§ **TASK PROMPT**
State how many lines in the data contain the string "racing". Give only the number.

§ **RECORDS FOR THE EXERCISE**
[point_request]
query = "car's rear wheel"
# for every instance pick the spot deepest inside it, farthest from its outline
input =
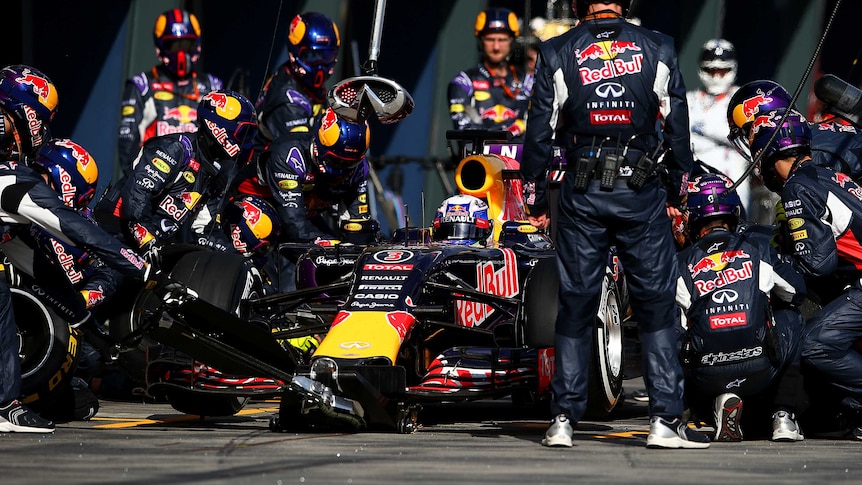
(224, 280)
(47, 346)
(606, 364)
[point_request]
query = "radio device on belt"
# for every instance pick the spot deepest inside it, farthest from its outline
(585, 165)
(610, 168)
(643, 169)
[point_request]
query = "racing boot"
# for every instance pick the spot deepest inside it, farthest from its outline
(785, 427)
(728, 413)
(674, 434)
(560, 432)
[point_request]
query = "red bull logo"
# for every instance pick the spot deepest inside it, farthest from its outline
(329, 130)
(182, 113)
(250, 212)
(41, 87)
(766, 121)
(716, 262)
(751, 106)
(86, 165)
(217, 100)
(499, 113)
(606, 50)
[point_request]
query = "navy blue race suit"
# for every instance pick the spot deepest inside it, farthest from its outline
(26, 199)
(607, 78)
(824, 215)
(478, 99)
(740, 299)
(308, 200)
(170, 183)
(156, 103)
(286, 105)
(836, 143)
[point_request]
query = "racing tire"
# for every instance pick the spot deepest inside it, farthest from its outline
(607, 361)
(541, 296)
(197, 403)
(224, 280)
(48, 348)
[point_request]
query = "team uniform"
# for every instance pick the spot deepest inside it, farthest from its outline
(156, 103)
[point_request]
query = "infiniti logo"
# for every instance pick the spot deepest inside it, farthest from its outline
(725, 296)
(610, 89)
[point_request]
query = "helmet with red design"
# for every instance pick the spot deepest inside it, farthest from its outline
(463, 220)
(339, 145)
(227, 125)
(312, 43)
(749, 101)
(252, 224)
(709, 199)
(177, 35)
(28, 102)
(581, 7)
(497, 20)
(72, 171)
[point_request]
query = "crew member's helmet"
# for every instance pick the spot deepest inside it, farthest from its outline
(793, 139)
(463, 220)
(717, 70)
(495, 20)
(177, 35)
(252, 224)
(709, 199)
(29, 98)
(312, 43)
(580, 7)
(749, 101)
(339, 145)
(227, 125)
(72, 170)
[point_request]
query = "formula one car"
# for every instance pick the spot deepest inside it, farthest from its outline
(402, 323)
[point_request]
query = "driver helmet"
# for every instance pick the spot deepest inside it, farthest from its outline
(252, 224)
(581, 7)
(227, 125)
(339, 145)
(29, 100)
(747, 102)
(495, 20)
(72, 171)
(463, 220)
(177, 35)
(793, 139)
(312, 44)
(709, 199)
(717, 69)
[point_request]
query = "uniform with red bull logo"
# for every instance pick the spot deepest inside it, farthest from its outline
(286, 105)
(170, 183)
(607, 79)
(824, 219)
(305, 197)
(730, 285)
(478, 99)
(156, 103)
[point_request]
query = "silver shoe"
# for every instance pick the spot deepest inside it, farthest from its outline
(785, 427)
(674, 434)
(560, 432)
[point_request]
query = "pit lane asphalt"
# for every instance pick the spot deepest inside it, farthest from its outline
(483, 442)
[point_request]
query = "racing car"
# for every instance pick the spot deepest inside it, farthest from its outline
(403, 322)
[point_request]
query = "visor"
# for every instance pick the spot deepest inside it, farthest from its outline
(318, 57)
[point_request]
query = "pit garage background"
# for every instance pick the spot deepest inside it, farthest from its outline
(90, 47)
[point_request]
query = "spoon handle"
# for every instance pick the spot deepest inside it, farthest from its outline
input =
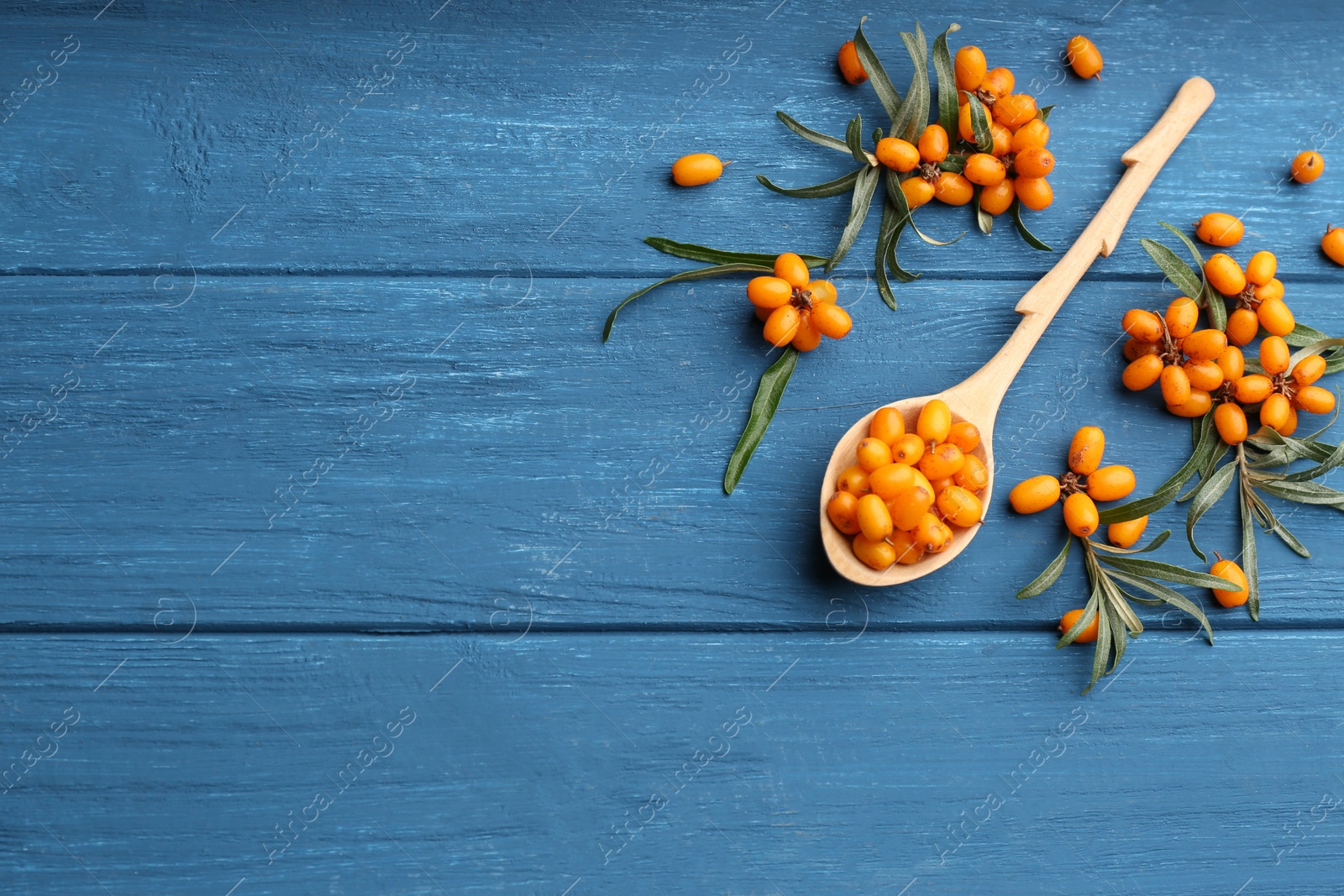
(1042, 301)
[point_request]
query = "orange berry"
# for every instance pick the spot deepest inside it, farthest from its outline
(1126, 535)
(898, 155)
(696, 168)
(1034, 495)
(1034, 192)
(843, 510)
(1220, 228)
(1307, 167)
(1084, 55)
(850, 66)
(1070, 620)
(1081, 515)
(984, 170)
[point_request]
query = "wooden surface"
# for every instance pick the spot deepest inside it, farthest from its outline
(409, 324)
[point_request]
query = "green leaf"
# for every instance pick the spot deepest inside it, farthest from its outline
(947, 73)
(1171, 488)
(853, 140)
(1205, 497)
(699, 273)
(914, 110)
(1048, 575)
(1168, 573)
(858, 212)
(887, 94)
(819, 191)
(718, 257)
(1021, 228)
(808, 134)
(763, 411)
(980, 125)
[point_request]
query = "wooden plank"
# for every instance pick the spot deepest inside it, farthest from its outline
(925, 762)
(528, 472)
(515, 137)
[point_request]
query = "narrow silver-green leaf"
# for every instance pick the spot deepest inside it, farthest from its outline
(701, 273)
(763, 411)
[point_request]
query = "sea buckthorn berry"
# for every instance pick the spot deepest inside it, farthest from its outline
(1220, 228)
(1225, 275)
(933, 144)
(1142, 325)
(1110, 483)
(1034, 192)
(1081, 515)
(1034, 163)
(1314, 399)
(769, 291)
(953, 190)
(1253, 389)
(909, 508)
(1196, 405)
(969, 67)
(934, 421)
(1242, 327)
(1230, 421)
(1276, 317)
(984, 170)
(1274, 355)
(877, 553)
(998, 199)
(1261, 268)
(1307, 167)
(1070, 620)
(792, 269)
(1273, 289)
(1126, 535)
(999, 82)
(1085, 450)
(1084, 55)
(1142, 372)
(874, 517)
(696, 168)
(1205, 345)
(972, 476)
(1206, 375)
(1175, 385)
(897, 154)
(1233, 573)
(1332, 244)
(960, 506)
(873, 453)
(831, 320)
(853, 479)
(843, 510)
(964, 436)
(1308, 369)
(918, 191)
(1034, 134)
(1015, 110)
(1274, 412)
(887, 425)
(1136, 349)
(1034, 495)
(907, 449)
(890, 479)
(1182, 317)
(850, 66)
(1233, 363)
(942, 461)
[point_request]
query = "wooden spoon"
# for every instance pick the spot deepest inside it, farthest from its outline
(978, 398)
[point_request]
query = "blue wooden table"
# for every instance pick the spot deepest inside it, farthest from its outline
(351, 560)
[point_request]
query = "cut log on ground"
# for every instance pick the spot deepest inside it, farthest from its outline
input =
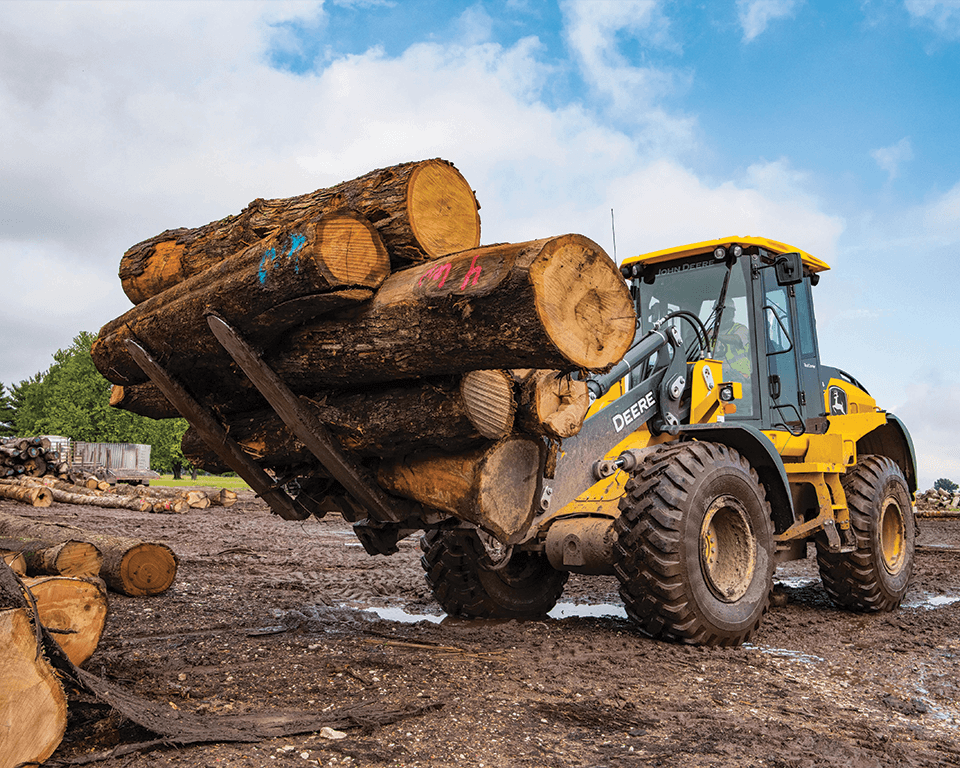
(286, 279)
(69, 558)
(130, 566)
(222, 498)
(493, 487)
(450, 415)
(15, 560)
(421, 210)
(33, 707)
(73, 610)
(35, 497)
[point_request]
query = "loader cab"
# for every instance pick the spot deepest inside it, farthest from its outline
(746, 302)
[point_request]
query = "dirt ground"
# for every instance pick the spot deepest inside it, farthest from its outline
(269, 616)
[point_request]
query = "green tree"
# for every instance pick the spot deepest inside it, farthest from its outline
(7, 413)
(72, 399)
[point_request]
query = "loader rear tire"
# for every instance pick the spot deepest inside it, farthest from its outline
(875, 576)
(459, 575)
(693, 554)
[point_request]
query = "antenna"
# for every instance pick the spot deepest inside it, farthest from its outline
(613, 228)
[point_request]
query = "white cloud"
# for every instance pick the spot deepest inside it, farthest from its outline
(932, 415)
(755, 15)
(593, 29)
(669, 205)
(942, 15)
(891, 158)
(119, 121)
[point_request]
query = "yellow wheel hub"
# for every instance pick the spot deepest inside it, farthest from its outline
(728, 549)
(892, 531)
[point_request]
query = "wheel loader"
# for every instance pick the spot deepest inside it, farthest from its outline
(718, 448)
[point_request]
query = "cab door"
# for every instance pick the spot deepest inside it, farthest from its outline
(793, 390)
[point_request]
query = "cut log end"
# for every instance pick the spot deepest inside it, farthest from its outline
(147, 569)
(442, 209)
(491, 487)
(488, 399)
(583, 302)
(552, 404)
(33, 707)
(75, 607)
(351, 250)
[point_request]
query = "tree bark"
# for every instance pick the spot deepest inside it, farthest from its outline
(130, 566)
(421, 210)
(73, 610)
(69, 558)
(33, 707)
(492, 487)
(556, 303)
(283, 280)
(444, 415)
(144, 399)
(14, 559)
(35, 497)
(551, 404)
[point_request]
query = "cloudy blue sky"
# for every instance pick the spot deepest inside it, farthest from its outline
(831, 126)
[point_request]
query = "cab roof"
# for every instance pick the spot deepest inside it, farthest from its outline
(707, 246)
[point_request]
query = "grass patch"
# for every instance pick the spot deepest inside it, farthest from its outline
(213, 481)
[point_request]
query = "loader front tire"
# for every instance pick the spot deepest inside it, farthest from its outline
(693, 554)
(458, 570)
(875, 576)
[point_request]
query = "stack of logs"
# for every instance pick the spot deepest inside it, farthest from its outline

§ **SOLUTION BELOW**
3